Exercise details
Please write out all the data exactly as shown.

Provided material
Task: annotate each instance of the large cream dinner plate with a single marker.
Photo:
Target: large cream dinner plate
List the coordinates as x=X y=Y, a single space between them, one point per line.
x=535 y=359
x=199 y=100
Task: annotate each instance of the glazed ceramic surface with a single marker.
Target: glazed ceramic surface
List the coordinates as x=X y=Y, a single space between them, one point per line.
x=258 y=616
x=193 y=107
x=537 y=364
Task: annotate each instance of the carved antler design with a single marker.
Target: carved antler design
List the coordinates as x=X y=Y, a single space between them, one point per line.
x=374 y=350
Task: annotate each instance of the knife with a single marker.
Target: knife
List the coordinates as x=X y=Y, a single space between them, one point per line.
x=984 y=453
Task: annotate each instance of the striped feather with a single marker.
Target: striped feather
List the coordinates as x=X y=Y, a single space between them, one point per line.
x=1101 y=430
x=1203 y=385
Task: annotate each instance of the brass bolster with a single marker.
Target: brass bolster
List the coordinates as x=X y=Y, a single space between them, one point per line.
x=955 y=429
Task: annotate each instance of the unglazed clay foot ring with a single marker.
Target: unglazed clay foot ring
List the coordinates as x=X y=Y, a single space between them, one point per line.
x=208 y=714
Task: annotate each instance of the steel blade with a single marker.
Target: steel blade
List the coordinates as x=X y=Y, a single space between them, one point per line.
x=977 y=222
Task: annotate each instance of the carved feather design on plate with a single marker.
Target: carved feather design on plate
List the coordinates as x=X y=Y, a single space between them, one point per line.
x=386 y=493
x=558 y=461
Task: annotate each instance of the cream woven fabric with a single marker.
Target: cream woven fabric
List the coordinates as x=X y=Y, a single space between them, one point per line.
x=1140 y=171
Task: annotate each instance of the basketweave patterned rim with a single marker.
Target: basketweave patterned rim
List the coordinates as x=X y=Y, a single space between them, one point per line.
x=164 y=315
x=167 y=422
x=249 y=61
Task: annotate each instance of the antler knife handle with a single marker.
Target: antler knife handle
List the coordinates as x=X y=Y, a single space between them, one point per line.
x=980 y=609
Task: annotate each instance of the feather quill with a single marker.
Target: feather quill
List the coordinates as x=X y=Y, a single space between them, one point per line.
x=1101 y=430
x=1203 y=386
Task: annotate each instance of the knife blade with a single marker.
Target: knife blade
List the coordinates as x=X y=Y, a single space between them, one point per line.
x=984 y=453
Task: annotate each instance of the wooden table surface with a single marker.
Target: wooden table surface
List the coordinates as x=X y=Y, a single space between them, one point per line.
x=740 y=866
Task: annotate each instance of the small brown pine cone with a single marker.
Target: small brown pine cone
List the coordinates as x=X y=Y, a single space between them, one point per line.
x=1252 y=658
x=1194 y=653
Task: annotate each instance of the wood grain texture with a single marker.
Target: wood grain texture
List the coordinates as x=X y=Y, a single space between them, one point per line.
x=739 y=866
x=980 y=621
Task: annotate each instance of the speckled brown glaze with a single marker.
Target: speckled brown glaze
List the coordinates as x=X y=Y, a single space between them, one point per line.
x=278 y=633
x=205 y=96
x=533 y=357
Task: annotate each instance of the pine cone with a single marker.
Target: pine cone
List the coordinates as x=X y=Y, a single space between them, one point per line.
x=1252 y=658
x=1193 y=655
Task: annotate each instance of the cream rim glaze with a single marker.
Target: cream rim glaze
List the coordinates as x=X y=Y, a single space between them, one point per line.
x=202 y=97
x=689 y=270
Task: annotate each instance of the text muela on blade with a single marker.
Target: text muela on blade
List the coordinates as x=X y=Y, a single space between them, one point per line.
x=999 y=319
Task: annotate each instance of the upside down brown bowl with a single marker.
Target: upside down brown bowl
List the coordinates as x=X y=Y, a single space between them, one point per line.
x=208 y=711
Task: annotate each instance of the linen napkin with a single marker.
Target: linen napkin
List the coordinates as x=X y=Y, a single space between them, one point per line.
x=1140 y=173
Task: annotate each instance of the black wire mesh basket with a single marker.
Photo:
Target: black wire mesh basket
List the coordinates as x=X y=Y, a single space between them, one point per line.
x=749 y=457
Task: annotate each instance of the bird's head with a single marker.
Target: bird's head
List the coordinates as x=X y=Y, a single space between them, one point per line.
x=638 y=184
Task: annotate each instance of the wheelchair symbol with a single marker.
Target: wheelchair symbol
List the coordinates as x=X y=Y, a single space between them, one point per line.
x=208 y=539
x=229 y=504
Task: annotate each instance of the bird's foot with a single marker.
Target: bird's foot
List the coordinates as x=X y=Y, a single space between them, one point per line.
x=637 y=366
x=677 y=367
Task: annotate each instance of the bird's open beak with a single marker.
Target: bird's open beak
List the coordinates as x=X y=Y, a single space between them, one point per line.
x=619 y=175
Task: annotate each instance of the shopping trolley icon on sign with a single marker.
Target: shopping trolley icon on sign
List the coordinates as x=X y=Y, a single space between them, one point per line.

Answer box
Task: annotate each instance of the large cream dinner plate with a single marker.
Photo:
Target: large cream dinner plate
List the coordinates as x=X y=Y, a single space between them, one point per line.
x=535 y=359
x=199 y=100
Task: annotate each instance of the glazed ceramic surface with a single marker.
Target: glazed ceramic surface
List the coordinates as x=X y=Y, a single space between them, one point per line.
x=258 y=616
x=193 y=107
x=537 y=364
Task: annotate each instance of the carved antler design with a single marker.
Target: carved antler design
List the coordinates as x=X y=Y, a single space between them, one point per line.
x=374 y=350
Task: annotate each instance of the knife with a single marker.
Target: knife
List the coordinates as x=X y=Y, a single space between them, one point per line.
x=984 y=453
Task: annotate each instance of the striped feather with a single marker.
Target: striped feather
List the coordinates as x=X y=Y, a single space between them, one point per line.
x=1101 y=430
x=1203 y=385
Task: annotate each instance of the brass bolster with a single marker.
Target: brass bolster
List the coordinates as x=X y=Y, a single space between them, one point per line.
x=955 y=429
Task: annotate each instance of the unglazed clay foot ring with a single marker.
Target: unglazed clay foot ring
List the coordinates as x=X y=Y, a single space between them, one point per line.
x=208 y=714
Task: annotate each instance of the steel blade with a single marker.
Target: steel blade
List the coordinates as x=X y=Y, a single space between them, one point per line.
x=977 y=222
Task: annotate each instance of the carved feather design on plate with a single marker.
Target: carved feather design on plate
List the coordinates as x=X y=Y, a single space between them, one point per line.
x=386 y=493
x=558 y=461
Task: annotate each instance of the cream woven fabric with a single marker.
Target: cream woven fabric
List the coordinates as x=X y=Y, a single space between them, one point per line.
x=1140 y=171
Task: annotate each instance of the basketweave patterned rim with a single marker.
Target: basketweave patterned rim
List the coordinates as x=X y=Y, a single space between them, one point per line.
x=164 y=315
x=167 y=422
x=249 y=61
Task: annotate each instance of the antler knife handle with a single marker.
Target: antler knife handle
List the coordinates as x=X y=Y, a single space between them, one point per line.
x=980 y=609
Task: annotate each instance of the feather quill with a single marker.
Target: feather quill
List the coordinates as x=X y=Y, a single space between them, one point per line.
x=1101 y=430
x=1203 y=386
Task: annotate each instance of the knife blade with a single marker.
Target: knife blade
List the coordinates as x=X y=Y, a single space between them, one point per line.
x=984 y=453
Task: annotate each instance of the wooden table surface with a single marker.
Target: wooden table surface
List the coordinates as x=X y=Y, a single space between them, one point per line.
x=740 y=866
Task: annotate each instance of the small brown pine cone with a single marker.
Target: small brown pine cone
List the coordinates as x=X y=Y, a single space between them, one point per line.
x=1252 y=658
x=1194 y=653
Task: annotate each instance of the wood grain texture with a single marker.
Target: wood grain texture
List the coordinates as x=X y=Y, a single space between them, one point per line.
x=739 y=866
x=980 y=621
Task: annotate each instance of the speckled brown glaze with a single marker.
Target: speckled brown glaze
List the coordinates as x=X y=Y, a single space between them, one point per line.
x=278 y=633
x=205 y=96
x=533 y=357
Task: annotate each instance of the pine cone with a single marker.
Target: pine cone
List the coordinates as x=X y=Y, a single space between them, one point per line.
x=1252 y=658
x=1193 y=655
Task: annotate each instance of the cream rim glaze with a single marker.
Target: cream rim glaze
List the coordinates as x=X y=Y, a single space between them, one point per line.
x=202 y=97
x=689 y=270
Task: annotate each instance of the text muela on blade with a single marker.
Target: text muela on blade
List the coordinates as x=X y=Y, a single space between them, one point per line.
x=999 y=319
Task: annotate each instance of the upside down brown bowl with a single marker.
Target: upside down brown bowl
List the coordinates as x=X y=Y, a single space between them, one point per line.
x=208 y=711
Task: annotate each instance of the linen napkin with a single marker.
Target: linen napkin
List the coordinates as x=X y=Y, a single space between them, one point per line.
x=1140 y=173
Task: annotate each instance of the black wire mesh basket with a single marker.
Photo:
Target: black wire mesh basket
List the coordinates as x=X y=Y, a single space between them, one point per line.
x=749 y=457
Task: annotate each instance of the bird's head with a single marker.
Target: bird's head
List the coordinates as x=X y=Y, a single space between them, one point per line.
x=638 y=184
Task: annotate each instance of the wheelchair symbol with a single marker.
Target: wheelchair symbol
List the coordinates as x=X y=Y, a single space between them, one point per line.
x=208 y=539
x=229 y=504
Task: annotate each instance of the bird's foot with a single marker.
Target: bird's foot
List the coordinates as x=X y=Y, a single space between them, one point per line.
x=637 y=366
x=677 y=367
Task: annotate each instance of the bird's open beak with a single marker.
Target: bird's open beak
List the coordinates as x=X y=Y, a single space between them, one point per line.
x=619 y=175
Task: annotate each instance of the shopping trolley icon on sign with a single marker.
Target: shopping trolley icon on sign
List the coordinates as x=X y=Y, a single space between them, one point per line.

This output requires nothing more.